> [What is needed]: Could you give the whole listing again, exactly as it reads?

> [Given information]:
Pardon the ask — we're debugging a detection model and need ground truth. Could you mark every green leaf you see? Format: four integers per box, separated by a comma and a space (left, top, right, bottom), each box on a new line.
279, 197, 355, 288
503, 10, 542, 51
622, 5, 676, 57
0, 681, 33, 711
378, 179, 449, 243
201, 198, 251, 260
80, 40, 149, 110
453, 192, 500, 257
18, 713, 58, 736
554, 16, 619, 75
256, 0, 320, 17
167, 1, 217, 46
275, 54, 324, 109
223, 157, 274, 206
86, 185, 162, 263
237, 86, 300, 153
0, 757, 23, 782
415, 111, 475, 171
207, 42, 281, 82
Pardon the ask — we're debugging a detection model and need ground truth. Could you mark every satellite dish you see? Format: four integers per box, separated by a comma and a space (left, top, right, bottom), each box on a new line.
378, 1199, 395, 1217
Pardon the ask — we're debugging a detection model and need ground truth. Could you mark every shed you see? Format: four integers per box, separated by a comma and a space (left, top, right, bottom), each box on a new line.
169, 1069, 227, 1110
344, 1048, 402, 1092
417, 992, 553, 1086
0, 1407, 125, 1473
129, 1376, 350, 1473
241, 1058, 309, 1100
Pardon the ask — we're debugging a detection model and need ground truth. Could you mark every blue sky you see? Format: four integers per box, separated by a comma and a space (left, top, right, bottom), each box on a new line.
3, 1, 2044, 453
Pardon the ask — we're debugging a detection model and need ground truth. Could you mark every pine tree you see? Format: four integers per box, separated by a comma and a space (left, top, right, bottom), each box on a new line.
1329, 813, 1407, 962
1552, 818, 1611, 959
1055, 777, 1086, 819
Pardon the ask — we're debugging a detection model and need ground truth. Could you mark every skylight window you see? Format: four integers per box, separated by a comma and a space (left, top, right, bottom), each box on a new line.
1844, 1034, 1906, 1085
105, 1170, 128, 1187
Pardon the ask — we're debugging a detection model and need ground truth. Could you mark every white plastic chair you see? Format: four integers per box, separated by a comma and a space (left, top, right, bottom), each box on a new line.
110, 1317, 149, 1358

> [Answer to this problem]:
Pardon the ask — we're debugging a detection model and need ground truth. Could you mark every green leaf you see? Format: four integers per box, separated by a comma and a space (left, top, right, bottom), each box on a new line.
279, 197, 355, 288
503, 10, 542, 51
622, 5, 676, 57
0, 681, 33, 711
378, 179, 449, 243
201, 198, 251, 260
80, 40, 149, 110
453, 192, 500, 257
18, 713, 58, 736
554, 16, 619, 75
256, 0, 320, 17
167, 1, 217, 46
275, 54, 324, 109
223, 157, 274, 206
86, 185, 162, 263
237, 86, 300, 153
0, 757, 23, 782
415, 111, 475, 171
207, 42, 281, 82
Pardon the ask — we're debugging a detection model and need ground truth. Could you mark every satellite dish you see? Format: four integers per box, separated by a comma and a space (left, top, right, bottom), each box on a new line.
378, 1199, 395, 1217
Pardon the ask — we're debugging a detection model and need ground truth. Could you mark every shed you see? Format: four integers per box, separated by a comma and a space (left, top, right, bottom), each box on a new line.
169, 1069, 227, 1110
344, 1048, 402, 1092
417, 992, 553, 1086
0, 1407, 125, 1473
129, 1376, 350, 1473
241, 1058, 309, 1100
Pardon the ask — we're debugging a detection model and need ground truth. Could you mark every blue sky you see? Format: four integers per box, separated by a comma and a space (left, top, right, bottom), each box on a new line.
3, 1, 2044, 453
Pardon the ask — we're debugging a detection model and need ground truth. Could you mark every pine tree you see? Format: four integers per box, separated by a comma and a space (left, top, right, bottom), each box on a new line.
1329, 813, 1407, 962
1552, 818, 1611, 959
1055, 777, 1086, 819
Pardon the ask — we're debugging a detection model and need ground truth. Could you mark every skylight window you see? Format: four integers per box, separated by a comma and a space (left, top, right, bottom), each box on a new line.
1844, 1034, 1906, 1085
105, 1170, 128, 1187
Pardon the ask — we're debugging a detection model and need ground truth. Could you mark every white plastic chair you see? Format: four integers per box, separated by a comma and a space (left, top, right, bottom), each box on a new line.
110, 1317, 149, 1358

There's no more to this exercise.